So 3 years ago I made a video on feminism which received a lot of support from most of my viewers. I filmed it virtually “in the heat of the moment”, after reading Warren Farrel’s “The Myth of Male Power”, also some online articles and blog posts expressing similar views while providing bogus statistics which I didn’t even bother to verify. Shame on me for that.
In the above embedded video I mentioned how those views hit close to home because (at the time) I felt they reflected my personal experience. I want to elaborate on that a little bit, because I think my attitude in that video was absolutely counter-productive.
I’ve been working in a variety of fields ever since I was 16 years old. At first I did some waitressing and bartending, then I worked for a little bit in retail, then in shipping, banks and insurance. In all that time I personally never FELT discriminated by my employers, who for the most part treated me and paid me equally to my male co-workers who were hired on the same position.
In a previous post I talked about the sexual harassment I experienced while working as a waitress. If you haven’t read that post yet, please do so for the sake of context. I have never seen or heard of male waiters/bartenders being subjected to the same type of treatment from their customers. In the interest of fairness, I must also mention that I and the other female waitresses/bartenders also made bigger tips. Again, this reflects only my personal experience, which I know is not much evidence of anything, but might be interesting to some of my readers.
My first “real job in a real office” was as a secretary for a small shipbroking agency. The only other employees besides my boss were 2 agents (both males) and an accountant (female). I worked there for some 3 years and my job description entailed doing all the paperwork for when one of our vessels entered or left the port, which included the Bill of Lading , Commercial Invoice, Certificate of Origin + the lists with the ship’s complete crew (name, position, etc), the merchandise, personal possessions on board and so on.
After 2 years or so when one of our agents quit his job, I asked my boss if I could be promoted as an agent, since I was familiar with all the procedures for when a vessel enters/leaves the port. On many occasions I had accompanied the agents when they were performing the arrival/departure procedures, so I pretty much knew all there was to know. I didn’t get the job. Instead, my boss hired a new agent who had no experience and had to go through one month of training in order to familiarize himself with all the things I already knew by heart. My boss never said I wasn’t qualified enough for the position, in fact he specifically said he would personally “love” to promote me. But he simply couldn’t, because – being a girl – I would lack authority and I would not be taken seriously by the other agents, ship owners and charterers – who were almost exclusively men.

Material →
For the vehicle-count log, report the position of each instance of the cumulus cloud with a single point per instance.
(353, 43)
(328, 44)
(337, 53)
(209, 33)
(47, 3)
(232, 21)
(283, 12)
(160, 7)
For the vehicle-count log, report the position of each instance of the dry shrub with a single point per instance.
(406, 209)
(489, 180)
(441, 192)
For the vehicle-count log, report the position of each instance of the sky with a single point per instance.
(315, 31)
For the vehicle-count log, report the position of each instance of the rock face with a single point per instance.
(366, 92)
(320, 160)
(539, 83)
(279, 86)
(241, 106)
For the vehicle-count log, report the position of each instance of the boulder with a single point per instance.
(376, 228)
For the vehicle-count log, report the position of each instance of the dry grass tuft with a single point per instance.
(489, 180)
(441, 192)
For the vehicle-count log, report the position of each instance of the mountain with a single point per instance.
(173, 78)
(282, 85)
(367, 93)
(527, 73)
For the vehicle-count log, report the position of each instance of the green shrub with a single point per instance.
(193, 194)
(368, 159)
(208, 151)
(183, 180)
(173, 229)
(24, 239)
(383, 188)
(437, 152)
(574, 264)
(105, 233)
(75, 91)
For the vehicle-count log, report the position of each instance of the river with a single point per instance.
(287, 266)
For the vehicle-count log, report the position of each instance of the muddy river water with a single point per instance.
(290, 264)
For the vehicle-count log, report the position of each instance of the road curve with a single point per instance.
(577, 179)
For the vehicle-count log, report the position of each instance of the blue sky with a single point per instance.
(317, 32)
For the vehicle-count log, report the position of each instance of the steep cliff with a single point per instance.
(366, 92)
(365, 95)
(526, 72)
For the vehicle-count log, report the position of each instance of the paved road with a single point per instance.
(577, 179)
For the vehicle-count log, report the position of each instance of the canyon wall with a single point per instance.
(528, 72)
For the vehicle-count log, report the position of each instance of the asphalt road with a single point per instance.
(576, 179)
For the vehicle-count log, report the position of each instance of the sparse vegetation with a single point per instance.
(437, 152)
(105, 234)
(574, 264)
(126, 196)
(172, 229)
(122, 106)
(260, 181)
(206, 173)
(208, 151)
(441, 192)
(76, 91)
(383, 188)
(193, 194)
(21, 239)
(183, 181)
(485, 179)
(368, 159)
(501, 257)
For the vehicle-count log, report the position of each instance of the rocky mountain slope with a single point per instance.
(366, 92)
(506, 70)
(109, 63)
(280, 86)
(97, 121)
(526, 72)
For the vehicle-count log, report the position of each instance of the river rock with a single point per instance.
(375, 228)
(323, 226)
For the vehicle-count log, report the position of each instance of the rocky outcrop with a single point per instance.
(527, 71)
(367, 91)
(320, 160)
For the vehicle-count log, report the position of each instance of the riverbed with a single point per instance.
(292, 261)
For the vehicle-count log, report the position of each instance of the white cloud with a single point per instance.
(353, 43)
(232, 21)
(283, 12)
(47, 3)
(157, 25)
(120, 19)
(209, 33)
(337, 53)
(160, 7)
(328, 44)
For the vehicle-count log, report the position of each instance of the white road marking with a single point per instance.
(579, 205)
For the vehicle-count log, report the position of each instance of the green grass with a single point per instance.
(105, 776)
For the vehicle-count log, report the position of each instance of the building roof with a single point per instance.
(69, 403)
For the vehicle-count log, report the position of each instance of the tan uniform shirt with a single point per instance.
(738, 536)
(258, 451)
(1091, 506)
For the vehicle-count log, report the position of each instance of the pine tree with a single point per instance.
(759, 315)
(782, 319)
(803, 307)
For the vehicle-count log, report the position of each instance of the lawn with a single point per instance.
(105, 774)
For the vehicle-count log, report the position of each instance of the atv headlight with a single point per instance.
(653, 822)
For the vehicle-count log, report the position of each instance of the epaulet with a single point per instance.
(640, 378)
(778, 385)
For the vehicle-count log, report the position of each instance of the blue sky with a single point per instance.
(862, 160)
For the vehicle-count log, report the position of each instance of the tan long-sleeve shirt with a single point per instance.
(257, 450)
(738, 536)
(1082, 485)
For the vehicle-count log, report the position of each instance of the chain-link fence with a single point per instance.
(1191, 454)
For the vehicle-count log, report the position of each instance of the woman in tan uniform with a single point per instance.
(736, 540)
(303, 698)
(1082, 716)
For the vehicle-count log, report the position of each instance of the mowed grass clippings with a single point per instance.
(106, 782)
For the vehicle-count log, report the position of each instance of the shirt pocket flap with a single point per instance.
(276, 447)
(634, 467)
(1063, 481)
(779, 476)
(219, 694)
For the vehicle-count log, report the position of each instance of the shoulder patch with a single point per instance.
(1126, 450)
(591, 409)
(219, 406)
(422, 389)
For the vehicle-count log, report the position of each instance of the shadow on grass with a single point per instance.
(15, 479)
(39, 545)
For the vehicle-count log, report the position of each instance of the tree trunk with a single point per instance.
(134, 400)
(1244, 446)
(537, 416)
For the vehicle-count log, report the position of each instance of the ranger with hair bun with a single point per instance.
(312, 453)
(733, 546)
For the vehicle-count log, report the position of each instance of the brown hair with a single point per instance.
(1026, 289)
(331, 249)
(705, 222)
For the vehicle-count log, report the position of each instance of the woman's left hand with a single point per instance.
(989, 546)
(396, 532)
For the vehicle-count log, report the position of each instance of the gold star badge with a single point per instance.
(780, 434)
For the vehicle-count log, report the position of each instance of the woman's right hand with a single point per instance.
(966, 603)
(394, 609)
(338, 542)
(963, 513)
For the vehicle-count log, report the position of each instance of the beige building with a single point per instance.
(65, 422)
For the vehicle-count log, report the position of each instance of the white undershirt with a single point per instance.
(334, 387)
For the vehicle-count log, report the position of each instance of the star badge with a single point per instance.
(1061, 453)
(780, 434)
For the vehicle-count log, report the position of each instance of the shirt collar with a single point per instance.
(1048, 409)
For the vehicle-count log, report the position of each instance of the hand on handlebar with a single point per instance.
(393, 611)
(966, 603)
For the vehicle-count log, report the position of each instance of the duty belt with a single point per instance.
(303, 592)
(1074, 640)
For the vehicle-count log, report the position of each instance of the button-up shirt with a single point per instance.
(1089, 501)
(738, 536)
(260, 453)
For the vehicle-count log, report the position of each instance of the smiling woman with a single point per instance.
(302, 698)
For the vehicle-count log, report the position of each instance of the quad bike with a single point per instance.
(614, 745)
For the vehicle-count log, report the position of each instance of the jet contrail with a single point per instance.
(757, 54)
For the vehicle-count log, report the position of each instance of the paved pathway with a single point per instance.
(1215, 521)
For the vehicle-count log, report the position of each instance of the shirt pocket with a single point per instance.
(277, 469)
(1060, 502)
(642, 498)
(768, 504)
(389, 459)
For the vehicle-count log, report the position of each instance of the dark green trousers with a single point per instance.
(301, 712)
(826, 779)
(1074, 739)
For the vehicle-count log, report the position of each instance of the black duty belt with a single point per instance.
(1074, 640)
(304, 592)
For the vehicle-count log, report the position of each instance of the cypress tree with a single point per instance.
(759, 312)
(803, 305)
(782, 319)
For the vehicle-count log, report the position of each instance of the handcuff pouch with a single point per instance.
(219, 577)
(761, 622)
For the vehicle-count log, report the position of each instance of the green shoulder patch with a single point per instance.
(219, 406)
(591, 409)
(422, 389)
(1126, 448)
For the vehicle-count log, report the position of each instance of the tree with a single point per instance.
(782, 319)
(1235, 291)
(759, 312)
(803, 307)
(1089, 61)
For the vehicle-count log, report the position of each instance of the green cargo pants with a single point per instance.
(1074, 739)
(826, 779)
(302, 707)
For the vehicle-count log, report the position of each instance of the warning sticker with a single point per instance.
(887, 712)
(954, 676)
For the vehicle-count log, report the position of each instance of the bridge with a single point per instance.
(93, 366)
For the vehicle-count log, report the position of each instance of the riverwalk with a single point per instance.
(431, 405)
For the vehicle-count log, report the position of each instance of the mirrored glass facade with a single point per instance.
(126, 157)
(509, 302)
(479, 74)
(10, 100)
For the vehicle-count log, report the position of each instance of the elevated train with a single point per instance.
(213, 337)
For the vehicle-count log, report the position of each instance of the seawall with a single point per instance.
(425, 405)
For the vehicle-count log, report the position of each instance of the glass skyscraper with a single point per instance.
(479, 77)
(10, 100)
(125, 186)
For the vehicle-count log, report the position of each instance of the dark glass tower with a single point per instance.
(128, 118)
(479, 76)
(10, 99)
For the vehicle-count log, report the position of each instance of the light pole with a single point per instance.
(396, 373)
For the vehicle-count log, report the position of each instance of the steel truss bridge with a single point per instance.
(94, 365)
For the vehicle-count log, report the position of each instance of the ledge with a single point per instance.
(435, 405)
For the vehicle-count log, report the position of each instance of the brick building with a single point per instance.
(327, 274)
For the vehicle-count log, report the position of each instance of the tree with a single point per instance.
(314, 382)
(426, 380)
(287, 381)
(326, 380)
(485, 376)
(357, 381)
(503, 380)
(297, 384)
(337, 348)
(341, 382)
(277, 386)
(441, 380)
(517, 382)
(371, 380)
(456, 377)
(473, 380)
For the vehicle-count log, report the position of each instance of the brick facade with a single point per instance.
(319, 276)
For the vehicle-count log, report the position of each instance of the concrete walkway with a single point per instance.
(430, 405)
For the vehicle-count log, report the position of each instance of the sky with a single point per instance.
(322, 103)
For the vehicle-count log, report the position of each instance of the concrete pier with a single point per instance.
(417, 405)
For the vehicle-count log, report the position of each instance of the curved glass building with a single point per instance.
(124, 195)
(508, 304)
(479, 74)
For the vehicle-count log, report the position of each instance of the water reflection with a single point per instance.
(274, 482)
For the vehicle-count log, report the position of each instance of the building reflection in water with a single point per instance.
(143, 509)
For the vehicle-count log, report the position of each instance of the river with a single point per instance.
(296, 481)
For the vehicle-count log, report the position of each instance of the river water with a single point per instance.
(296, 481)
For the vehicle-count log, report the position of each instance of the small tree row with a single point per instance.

Work to complete →
1 – From the blog post, repeat the passage starting with "So 3 years ago" and going on through "me for that.".
2 – Answer these questions from the blog post, one per line:
(a) At what age did the writer start working?
(b) About how long did the writer work at the shipbroking agency?
(c) How long was the training the newly hired agent had to go through?

Response list →
1 –
So 3 years ago I made a video on feminism which received a lot of support from most of my viewers. I filmed it virtually “in the heat of the moment”, after reading Warren Farrel’s “The Myth of Male Power”, also some online articles and blog posts expressing similar views while providing bogus statistics which I didn’t even bother to verify. Shame on me for that.

2 –
(a) 16 years old
(b) Some 3 years
(c) One month